◆ OBJETIVOS
**a)** Altere o texto sobre o fim da Guerra Fria, reproduzindo o trecho que vai de "Essa vitória decisiva, de" até "amistoso entre todos." com "paz perpétua" trocado por "concórdia universal".
**b)** Dê continuidade ao texto sobre o fim da Guerra Fria a partir da última frase apresentada.

◆ EXCERTO DA FONTE
+++

O acordar da bela adormecida ou a História continua |
Muito do que hoje observamos no plano mundial parece-me ser um refluxo do optimismo idealista – e, por vezes, de certa arrogância – com que o Ocidente abordou o fim da Guerra Fria. Se bem se recordam, a Guerra Fria foi vencida pelo Ocidente através da economia e do soft power dos seus valores e cultura, apesar do impasse militar.
Essa vitória decisiva, de certo modo, culminou a sequência das guerras mundiais que assolou o século XX, com a clara afirmação dos valores do que hoje chamamos Ocidente, nomeadamente liberdade e democracia. E com essa vitória instalou-se uma mitologia de “fim da História” e paz perpétua, segundo a qual a democracia liberal e o mercado seriam a estação final do percurso político da Humanidade, cuja universalização a conduziria irrestritamente no caminho da afluência generalizada, num diálogo amistoso entre todos.

+++

◆ LINHAS
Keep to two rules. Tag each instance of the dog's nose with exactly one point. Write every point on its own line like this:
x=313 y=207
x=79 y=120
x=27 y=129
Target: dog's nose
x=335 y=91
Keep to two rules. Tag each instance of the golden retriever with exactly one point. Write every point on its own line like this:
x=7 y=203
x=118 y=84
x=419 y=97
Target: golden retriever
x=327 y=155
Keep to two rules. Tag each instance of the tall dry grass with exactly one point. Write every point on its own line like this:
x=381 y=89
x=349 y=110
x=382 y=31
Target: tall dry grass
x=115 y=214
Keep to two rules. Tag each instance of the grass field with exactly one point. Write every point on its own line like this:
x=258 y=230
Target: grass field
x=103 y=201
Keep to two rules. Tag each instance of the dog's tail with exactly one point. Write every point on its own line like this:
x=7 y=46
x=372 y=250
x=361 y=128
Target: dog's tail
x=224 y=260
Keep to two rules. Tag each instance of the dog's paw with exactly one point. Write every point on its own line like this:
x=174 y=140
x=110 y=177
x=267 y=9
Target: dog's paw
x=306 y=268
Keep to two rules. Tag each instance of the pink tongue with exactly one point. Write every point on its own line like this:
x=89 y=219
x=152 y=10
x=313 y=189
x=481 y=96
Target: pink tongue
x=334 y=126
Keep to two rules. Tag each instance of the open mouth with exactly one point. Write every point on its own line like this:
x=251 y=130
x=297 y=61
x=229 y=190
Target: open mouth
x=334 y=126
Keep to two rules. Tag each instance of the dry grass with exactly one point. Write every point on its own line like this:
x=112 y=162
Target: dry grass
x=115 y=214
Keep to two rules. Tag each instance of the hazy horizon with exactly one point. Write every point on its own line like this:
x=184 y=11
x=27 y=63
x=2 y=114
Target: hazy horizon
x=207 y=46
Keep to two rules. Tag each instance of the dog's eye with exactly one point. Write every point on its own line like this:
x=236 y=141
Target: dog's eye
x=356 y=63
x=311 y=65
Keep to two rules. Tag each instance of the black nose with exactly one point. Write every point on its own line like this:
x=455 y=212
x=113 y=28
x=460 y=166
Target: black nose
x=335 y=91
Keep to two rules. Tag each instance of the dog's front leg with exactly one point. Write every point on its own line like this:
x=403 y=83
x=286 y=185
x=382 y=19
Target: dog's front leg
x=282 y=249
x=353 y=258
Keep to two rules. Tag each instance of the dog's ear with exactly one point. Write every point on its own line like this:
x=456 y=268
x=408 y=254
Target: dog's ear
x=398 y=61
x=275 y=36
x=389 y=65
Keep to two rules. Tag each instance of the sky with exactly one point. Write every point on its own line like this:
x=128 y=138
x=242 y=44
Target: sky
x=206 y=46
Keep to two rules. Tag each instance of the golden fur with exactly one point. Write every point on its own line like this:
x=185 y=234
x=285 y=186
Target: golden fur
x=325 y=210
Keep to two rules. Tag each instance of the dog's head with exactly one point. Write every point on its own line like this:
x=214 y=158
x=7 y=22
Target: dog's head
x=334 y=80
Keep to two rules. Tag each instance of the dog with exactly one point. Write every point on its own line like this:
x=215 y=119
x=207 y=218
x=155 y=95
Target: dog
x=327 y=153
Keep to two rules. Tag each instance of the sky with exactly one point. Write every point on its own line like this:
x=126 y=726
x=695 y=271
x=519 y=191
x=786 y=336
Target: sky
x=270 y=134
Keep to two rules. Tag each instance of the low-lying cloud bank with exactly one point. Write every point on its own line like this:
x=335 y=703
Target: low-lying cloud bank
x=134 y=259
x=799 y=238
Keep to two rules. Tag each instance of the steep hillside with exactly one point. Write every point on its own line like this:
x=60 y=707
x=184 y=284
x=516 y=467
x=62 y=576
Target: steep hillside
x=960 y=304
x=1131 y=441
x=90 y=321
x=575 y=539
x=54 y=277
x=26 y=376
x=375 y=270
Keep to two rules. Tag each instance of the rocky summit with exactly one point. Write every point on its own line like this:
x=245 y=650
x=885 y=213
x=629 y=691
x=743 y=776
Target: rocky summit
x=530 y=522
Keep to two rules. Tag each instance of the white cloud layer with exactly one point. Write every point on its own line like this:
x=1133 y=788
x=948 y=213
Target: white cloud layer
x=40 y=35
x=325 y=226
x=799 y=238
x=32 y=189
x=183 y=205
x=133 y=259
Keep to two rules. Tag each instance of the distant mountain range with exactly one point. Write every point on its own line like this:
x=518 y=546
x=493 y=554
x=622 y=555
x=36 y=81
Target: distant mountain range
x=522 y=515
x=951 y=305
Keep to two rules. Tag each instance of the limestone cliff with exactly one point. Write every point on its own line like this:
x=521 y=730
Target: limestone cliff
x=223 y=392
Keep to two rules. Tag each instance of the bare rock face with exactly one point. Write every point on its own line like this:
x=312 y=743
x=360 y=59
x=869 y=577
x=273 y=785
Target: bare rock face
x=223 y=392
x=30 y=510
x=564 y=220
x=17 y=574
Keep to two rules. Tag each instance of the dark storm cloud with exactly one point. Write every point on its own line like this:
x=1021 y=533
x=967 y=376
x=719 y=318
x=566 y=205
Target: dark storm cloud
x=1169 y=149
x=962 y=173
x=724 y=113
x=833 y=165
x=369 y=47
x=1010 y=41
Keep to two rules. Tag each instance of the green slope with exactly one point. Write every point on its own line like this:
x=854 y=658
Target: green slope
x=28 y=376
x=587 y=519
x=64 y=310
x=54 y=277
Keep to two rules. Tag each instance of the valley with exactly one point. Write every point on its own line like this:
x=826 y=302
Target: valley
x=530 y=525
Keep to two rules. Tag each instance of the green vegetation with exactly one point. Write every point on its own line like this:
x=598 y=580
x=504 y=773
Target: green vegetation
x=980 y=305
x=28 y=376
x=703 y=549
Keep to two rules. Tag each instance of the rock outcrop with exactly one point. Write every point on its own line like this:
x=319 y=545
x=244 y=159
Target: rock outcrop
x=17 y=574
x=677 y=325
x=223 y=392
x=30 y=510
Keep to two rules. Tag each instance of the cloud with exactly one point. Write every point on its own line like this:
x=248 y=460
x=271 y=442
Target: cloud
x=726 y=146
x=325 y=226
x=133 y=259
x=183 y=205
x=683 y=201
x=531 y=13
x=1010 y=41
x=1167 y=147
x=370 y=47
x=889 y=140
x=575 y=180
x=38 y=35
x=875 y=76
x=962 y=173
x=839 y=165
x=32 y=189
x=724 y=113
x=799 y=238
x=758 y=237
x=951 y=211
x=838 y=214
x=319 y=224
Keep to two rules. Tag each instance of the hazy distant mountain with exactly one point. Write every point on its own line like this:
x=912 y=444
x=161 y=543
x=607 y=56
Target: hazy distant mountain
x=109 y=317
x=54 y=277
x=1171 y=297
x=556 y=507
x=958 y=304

+++

◆ RESPOSTAS POR TAREFA
**a)**
Essa vitória decisiva, de certo modo, culminou a sequência das guerras mundiais que assolou o século XX, com a clara afirmação dos valores do que hoje chamamos Ocidente, nomeadamente liberdade e democracia. E com essa vitória instalou-se uma mitologia de “fim da História” e concórdia universal, segundo a qual a democracia liberal e o mercado seriam a estação final do percurso político da Humanidade, cuja universalização a conduziria irrestritamente no caminho da afluência generalizada, num diálogo amistoso entre todos.

**b)**
À sombra desta mitologia política, o funcionamento da economia mundial passou a ser orientado pelo paradigma da eficiência económica, isto é, pela ambição quase exclusiva de fazer mais com menos. Empresas e governos passaram a medir o sucesso pela capacidade de reduzir custos, eliminar redundâncias e maximizar a produtividade das cadeias de valor. A tecnologia, a globalização e as finanças criaram as condições para que essa lógica se tornasse universal. A produção dispersou-se pelo planeta, em cadeias de valor cada vez mais complexas e interdependentes. Outsourcing e off-shore tornaram-se buzzwords inúmeras vezes repetidas neste processo.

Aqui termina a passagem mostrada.